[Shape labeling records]

------------------------------

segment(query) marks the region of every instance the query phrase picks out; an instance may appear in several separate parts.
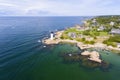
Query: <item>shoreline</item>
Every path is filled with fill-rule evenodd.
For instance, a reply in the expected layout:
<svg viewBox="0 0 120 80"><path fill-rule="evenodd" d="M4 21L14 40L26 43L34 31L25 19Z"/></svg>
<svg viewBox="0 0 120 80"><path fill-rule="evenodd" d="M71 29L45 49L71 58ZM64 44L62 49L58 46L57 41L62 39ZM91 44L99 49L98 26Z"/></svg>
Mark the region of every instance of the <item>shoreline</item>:
<svg viewBox="0 0 120 80"><path fill-rule="evenodd" d="M74 44L77 44L77 46L80 49L101 48L101 49L106 49L106 50L120 51L120 48L112 47L112 46L107 46L106 44L103 44L103 43L84 44L83 42L78 42L76 40L60 39L60 36L62 35L63 32L64 32L64 30L56 32L55 33L55 38L56 39L51 40L50 38L48 38L48 39L42 40L42 42L45 43L45 44L47 44L47 45L59 44L60 42L63 42L63 43L74 43Z"/></svg>

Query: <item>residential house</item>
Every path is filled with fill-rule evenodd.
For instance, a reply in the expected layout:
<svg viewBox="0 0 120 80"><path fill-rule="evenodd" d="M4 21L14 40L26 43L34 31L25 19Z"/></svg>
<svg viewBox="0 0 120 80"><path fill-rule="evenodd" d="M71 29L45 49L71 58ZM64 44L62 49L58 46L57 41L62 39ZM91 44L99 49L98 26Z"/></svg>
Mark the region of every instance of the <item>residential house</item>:
<svg viewBox="0 0 120 80"><path fill-rule="evenodd" d="M111 29L111 34L120 34L120 29Z"/></svg>
<svg viewBox="0 0 120 80"><path fill-rule="evenodd" d="M71 38L76 38L77 37L76 33L74 33L74 32L69 32L68 36L71 37Z"/></svg>

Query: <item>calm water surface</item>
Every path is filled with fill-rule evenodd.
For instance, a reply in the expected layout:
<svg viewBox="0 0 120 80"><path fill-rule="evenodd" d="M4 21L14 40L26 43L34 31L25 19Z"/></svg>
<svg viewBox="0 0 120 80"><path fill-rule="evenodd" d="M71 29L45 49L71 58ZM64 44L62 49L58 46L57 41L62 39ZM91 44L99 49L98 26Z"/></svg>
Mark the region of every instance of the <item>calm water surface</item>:
<svg viewBox="0 0 120 80"><path fill-rule="evenodd" d="M120 56L99 51L112 64L108 72L65 64L60 53L76 52L70 44L43 47L49 31L81 24L85 17L0 17L0 80L120 80ZM106 54L107 53L107 54Z"/></svg>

------------------------------

Retype every one of the records above word for word, omitting the pictures.

Answer to the task:
segment(query) marks the region of every instance the query phrase picks out; an instance may appear in several separate parts.
Query: <item>shoreline</item>
Every path is filled with fill-rule evenodd.
For instance, a reply in the expected layout:
<svg viewBox="0 0 120 80"><path fill-rule="evenodd" d="M4 21L14 40L26 43L34 31L25 19Z"/></svg>
<svg viewBox="0 0 120 80"><path fill-rule="evenodd" d="M71 29L45 49L71 58ZM64 44L62 49L58 46L57 41L62 39ZM91 44L99 49L98 26Z"/></svg>
Mark the region of every instance of the <item>shoreline</item>:
<svg viewBox="0 0 120 80"><path fill-rule="evenodd" d="M74 44L77 44L77 46L80 49L101 48L101 49L106 49L106 50L120 51L120 48L112 47L112 46L107 46L106 44L103 44L103 43L84 44L83 42L78 42L76 40L60 39L60 36L62 35L63 32L64 32L64 30L56 32L55 33L55 38L56 39L51 40L50 38L48 38L48 39L42 40L42 42L45 43L45 44L47 44L47 45L59 44L60 42L63 42L63 43L74 43Z"/></svg>

Query: <item>residential house</item>
Every path is filled with fill-rule evenodd.
For instance, a reply in the expected layout:
<svg viewBox="0 0 120 80"><path fill-rule="evenodd" d="M4 21L14 40L26 43L34 31L25 19Z"/></svg>
<svg viewBox="0 0 120 80"><path fill-rule="evenodd" d="M71 29L45 49L71 58ZM64 44L62 49L58 46L57 41L62 39ZM91 44L99 49L98 26Z"/></svg>
Mark the region of every instance of the <item>residential house</item>:
<svg viewBox="0 0 120 80"><path fill-rule="evenodd" d="M111 29L111 34L120 34L120 29Z"/></svg>
<svg viewBox="0 0 120 80"><path fill-rule="evenodd" d="M71 38L76 38L77 37L76 33L74 33L74 32L69 32L68 36L71 37Z"/></svg>

Query: <item>calm water surface</item>
Every path is filled with fill-rule evenodd.
For instance, a reply in the expected layout:
<svg viewBox="0 0 120 80"><path fill-rule="evenodd" d="M4 21L14 40L26 43L34 31L25 19Z"/></svg>
<svg viewBox="0 0 120 80"><path fill-rule="evenodd" d="M71 29L45 49L71 58ZM64 44L62 49L58 46L57 41L62 39ZM91 44L99 49L98 26Z"/></svg>
Mark the region of every instance of the <item>calm water surface</item>:
<svg viewBox="0 0 120 80"><path fill-rule="evenodd" d="M120 56L99 51L112 64L108 72L65 64L60 53L76 52L70 44L43 47L49 31L81 24L85 17L0 17L0 80L120 80ZM106 54L107 53L107 54Z"/></svg>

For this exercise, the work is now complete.